── Estratto della fonte ──

Warhammer 40.000: Space Marine 2, la recensione tutta d’un pezzo
Periodicamente capita di imbattersi su un qualche social in qualcuno che ha appena visto per la prima volta Starship Troopers e non lo ha capito. Nonostante la pellicola del 1997 diretta da Paul Verhoeven applichi un evidente ed appariscente (quanto a meno a me) strato di cinica satira sulla novella di Robert A. Heinlein da cui trae ispirazione, non tutti a quanto pare sembrano coglierla durante la visione. Mi sono chiesto per quasi trent’anni come sia possibile e qualche giorno fa, circa un’oretta dopo aver avviato Warhammer 40.000: Space Marine 2 l’ho capito, mentre mestamente cercavo in rete qualche articolo che mi spiegasse quanto sul serio dovessi prendere storia e personaggi del gioco.

───

Esercizio A: Trascrivi il passo della recensione da "Warhammer 40.000: Space Marine 2, la" fino a "personaggi del gioco." compreso, sostituendo "pellicola" con "film".
Esercizio B: Inserisci in una tabella Markdown con le colonne "Riga" e "Contenuto" le righe dei record dall'inizio fino alla riga con "Target: green shrub" compresa. Indica il numero progressivo e il testo di ciascuna riga, omettendo le righe vuote.
La recensione e i record sono materiali distinti e indipendenti.

── Materiale fornito ──

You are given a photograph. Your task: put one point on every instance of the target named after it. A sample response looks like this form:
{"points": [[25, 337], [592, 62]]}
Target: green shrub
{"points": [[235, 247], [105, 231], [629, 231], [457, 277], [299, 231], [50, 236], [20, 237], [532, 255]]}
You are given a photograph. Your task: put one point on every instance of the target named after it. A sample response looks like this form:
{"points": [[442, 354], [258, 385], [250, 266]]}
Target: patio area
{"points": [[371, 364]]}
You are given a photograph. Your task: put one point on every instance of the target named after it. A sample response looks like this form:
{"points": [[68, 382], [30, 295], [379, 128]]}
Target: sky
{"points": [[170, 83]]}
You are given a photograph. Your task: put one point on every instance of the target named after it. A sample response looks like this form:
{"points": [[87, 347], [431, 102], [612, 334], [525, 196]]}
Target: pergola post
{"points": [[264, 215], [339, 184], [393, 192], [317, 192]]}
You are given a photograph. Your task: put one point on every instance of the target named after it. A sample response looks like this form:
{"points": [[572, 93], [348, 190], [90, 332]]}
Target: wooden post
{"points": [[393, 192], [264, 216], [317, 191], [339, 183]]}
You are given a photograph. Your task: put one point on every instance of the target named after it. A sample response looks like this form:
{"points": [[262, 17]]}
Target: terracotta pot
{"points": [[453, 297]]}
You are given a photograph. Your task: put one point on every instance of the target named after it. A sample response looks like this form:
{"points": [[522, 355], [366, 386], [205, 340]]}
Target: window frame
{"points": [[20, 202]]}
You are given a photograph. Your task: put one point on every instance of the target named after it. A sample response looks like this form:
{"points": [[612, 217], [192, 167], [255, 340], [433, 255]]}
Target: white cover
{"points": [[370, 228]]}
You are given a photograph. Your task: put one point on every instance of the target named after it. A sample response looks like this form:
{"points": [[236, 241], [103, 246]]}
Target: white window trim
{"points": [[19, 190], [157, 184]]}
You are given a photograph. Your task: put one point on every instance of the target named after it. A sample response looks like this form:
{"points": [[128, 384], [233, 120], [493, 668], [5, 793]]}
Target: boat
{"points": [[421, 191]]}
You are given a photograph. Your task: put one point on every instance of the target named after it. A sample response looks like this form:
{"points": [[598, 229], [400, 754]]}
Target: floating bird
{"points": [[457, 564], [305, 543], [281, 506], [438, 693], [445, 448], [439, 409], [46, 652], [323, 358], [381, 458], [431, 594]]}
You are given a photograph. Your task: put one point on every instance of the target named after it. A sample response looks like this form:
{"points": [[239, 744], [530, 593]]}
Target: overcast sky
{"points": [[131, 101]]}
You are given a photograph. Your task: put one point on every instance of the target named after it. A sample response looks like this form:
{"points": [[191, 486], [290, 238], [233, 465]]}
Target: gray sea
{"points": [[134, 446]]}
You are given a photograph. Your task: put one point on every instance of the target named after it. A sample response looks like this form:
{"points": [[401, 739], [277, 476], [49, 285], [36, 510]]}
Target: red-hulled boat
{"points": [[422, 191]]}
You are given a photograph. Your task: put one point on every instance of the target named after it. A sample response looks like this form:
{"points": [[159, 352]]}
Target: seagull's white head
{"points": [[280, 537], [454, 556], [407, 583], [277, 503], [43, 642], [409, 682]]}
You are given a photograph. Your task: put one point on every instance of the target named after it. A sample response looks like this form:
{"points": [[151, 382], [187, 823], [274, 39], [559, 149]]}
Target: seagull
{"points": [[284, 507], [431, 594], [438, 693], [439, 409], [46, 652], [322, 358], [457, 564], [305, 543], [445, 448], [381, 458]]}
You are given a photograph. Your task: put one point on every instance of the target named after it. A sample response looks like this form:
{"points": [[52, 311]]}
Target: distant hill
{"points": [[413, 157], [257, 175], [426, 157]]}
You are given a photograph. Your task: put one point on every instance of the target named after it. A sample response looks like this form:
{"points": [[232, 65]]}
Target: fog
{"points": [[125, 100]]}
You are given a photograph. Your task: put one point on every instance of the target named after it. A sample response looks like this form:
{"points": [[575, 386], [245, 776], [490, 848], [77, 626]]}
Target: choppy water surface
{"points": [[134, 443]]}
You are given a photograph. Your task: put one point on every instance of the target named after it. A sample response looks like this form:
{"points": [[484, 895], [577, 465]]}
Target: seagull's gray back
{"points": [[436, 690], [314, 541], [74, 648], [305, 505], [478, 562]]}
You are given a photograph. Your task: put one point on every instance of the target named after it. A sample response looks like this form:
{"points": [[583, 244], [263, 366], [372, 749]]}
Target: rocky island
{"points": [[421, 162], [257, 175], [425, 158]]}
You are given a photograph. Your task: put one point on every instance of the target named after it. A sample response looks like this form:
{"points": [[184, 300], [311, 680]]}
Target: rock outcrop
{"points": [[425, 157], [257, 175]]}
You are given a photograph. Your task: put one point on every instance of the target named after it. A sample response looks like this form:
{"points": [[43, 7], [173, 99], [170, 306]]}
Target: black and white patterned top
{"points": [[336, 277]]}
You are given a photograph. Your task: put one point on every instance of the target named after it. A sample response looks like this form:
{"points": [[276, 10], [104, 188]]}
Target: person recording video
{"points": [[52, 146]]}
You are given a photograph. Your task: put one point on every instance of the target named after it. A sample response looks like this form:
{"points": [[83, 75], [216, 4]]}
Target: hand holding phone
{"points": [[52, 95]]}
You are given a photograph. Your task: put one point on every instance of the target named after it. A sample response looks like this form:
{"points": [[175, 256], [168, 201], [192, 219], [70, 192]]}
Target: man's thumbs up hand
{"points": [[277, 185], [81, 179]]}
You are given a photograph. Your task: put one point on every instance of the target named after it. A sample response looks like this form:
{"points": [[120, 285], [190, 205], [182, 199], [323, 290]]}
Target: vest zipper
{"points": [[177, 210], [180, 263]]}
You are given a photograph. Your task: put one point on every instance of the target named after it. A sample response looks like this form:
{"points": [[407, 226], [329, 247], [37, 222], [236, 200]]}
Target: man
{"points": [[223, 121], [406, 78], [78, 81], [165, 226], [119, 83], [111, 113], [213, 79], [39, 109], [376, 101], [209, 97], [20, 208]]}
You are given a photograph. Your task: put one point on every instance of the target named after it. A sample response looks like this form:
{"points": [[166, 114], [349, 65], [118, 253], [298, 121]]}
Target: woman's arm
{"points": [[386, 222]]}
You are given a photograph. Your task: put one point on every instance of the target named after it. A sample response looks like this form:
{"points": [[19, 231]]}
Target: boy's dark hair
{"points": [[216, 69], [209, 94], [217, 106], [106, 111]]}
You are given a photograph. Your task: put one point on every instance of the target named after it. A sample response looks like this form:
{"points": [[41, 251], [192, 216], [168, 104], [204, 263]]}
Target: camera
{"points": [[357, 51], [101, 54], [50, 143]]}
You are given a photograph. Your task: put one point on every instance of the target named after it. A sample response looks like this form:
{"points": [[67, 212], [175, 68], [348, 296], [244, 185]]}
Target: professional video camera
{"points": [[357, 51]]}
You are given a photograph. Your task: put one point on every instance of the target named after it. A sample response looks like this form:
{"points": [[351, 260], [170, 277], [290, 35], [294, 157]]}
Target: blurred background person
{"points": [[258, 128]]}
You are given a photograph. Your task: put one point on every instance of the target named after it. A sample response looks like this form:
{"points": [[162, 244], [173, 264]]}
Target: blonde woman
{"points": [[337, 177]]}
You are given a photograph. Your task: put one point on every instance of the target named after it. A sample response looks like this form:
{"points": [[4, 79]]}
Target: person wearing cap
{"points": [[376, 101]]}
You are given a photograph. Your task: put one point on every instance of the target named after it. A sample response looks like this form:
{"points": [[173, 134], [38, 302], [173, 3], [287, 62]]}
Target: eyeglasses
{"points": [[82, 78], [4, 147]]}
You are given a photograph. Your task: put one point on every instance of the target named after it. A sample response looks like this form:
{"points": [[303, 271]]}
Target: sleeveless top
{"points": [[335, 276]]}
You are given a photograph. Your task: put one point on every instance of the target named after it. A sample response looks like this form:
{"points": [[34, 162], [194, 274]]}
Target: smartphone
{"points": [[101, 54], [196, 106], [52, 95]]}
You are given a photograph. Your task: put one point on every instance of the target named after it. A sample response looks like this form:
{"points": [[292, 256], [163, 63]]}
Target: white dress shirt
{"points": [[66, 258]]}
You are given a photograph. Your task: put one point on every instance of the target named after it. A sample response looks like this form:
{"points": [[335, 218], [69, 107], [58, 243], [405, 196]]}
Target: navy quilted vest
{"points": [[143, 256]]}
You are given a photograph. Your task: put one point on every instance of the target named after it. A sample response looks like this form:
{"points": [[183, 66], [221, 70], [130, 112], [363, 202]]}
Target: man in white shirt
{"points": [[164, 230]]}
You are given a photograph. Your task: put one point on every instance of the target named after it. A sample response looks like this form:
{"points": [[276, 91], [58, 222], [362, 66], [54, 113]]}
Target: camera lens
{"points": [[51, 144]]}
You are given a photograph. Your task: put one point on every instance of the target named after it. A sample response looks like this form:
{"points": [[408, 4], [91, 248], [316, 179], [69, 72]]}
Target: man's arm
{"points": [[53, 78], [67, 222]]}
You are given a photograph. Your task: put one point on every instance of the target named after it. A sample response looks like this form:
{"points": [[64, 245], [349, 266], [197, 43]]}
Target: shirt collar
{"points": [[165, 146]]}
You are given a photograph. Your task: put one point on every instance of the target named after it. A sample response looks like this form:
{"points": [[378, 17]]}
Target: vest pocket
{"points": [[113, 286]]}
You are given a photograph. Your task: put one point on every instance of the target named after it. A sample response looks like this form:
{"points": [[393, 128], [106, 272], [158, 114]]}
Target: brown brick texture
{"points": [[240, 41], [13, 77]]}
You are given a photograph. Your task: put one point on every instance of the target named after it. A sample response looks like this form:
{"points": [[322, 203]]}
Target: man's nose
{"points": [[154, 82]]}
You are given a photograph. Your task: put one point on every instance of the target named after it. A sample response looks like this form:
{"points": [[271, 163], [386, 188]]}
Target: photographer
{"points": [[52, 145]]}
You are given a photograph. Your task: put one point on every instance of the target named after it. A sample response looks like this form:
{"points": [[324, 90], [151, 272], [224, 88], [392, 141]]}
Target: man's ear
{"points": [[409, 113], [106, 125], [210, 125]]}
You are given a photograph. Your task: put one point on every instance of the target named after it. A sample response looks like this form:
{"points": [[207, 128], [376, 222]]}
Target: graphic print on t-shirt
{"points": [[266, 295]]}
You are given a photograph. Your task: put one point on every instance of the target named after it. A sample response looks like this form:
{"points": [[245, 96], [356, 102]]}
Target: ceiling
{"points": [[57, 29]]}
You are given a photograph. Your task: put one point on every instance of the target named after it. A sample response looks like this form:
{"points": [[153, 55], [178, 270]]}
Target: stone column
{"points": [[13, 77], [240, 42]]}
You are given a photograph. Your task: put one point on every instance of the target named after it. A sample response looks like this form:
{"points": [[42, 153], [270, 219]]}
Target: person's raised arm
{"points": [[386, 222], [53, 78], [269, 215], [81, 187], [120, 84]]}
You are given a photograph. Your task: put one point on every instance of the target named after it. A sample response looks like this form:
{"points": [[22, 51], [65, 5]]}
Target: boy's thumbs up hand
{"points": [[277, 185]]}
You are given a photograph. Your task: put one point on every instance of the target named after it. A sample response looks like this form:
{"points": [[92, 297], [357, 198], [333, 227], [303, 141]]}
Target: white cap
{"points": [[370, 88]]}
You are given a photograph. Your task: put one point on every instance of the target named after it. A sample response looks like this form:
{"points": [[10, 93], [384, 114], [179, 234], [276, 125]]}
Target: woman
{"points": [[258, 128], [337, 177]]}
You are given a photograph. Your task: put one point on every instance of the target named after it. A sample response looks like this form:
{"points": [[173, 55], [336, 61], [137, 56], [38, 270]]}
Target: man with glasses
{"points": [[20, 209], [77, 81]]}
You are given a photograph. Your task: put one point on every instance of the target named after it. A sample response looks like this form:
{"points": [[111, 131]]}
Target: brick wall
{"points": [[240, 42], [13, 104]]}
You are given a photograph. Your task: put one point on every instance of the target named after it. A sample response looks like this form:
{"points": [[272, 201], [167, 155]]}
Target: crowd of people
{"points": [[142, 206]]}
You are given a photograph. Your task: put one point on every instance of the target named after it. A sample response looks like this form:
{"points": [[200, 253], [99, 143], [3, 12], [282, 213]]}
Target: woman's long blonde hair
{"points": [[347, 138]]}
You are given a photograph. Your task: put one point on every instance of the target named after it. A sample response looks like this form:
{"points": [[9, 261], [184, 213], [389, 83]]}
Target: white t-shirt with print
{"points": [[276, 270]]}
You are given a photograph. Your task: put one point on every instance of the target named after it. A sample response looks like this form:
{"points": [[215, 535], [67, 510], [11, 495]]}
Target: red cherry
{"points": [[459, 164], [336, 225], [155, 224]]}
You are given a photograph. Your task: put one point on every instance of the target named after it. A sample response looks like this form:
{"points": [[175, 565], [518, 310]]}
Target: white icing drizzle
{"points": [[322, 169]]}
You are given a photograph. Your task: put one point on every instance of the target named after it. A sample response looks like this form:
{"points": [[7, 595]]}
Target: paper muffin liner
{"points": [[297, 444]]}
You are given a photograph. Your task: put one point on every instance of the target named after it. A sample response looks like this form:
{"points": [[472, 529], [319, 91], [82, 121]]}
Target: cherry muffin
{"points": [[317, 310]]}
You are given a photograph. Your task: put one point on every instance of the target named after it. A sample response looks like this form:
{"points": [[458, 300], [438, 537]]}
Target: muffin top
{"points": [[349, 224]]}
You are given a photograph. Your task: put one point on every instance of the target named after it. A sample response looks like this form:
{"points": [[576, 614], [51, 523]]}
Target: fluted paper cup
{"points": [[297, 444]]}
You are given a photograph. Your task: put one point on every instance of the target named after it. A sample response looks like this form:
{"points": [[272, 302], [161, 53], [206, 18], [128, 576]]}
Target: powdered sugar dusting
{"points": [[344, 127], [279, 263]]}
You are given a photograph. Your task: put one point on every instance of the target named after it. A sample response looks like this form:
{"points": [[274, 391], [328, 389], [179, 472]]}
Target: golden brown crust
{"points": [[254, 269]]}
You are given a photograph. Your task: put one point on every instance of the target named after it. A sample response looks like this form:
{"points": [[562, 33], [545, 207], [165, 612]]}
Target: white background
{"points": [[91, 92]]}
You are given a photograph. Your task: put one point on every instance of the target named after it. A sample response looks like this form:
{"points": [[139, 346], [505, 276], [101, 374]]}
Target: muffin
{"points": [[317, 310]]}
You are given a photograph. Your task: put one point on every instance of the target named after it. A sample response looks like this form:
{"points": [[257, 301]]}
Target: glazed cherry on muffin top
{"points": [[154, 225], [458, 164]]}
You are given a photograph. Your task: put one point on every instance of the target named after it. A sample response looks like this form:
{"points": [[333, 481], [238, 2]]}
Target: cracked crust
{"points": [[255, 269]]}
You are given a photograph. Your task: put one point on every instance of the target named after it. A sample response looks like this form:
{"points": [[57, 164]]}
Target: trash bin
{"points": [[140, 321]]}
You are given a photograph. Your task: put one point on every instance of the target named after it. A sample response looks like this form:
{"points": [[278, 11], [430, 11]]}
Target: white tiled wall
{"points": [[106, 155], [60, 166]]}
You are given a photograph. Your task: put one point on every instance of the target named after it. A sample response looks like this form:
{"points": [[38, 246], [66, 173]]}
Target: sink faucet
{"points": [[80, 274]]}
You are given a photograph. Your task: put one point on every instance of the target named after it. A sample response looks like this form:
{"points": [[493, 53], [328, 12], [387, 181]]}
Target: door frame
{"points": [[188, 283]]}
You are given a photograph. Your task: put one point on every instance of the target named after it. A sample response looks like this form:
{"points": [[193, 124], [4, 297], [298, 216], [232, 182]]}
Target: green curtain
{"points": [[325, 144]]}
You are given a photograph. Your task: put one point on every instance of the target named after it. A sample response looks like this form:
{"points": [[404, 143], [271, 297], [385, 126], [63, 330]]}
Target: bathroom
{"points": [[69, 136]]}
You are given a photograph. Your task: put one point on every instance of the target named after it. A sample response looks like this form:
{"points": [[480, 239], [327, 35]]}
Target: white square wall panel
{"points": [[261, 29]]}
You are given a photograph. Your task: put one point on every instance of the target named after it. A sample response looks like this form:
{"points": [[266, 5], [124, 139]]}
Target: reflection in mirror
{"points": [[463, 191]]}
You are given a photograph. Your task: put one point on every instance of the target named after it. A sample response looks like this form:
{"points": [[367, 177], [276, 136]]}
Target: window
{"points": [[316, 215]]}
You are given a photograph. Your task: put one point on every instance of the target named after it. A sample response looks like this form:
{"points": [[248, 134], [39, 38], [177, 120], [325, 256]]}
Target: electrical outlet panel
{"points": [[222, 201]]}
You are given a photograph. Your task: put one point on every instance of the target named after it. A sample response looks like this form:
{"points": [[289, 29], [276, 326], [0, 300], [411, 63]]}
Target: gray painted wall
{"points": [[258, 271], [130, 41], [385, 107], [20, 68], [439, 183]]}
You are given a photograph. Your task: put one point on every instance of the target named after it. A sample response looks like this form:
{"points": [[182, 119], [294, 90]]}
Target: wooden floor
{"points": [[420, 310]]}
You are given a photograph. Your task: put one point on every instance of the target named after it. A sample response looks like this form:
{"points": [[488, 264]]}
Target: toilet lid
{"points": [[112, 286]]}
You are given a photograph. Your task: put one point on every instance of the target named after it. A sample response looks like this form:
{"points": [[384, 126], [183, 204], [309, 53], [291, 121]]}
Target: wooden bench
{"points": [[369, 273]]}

───

Output completo A:
Warhammer 40.000: Space Marine 2, la recensione tutta d’un pezzo
Periodicamente capita di imbattersi su un qualche social in qualcuno che ha appena visto per la prima volta Starship Troopers e non lo ha capito. Nonostante la film del 1997 diretta da Paul Verhoeven applichi un evidente ed appariscente (quanto a meno a me) strato di cinica satira sulla novella di Robert A. Heinlein da cui trae ispirazione, non tutti a quanto pare sembrano coglierla durante la visione. Mi sono chiesto per quasi trent’anni come sia possibile e qualche giorno fa, circa un’oretta dopo aver avviato Warhammer 40.000: Space Marine 2 l’ho capito, mentre mestamente cercavo in rete qualche articolo che mi spiegasse quanto sul serio dovessi prendere storia e personaggi del gioco.

Output completo B:
| Riga | Contenuto |
|---|---|
| 1 | You are given a photograph. Your task: put one point on every instance of the target named after it. A sample response looks like this form: |
| 2 | {"points": [[25, 337], [592, 62]]} |
| 3 | Target: green shrub |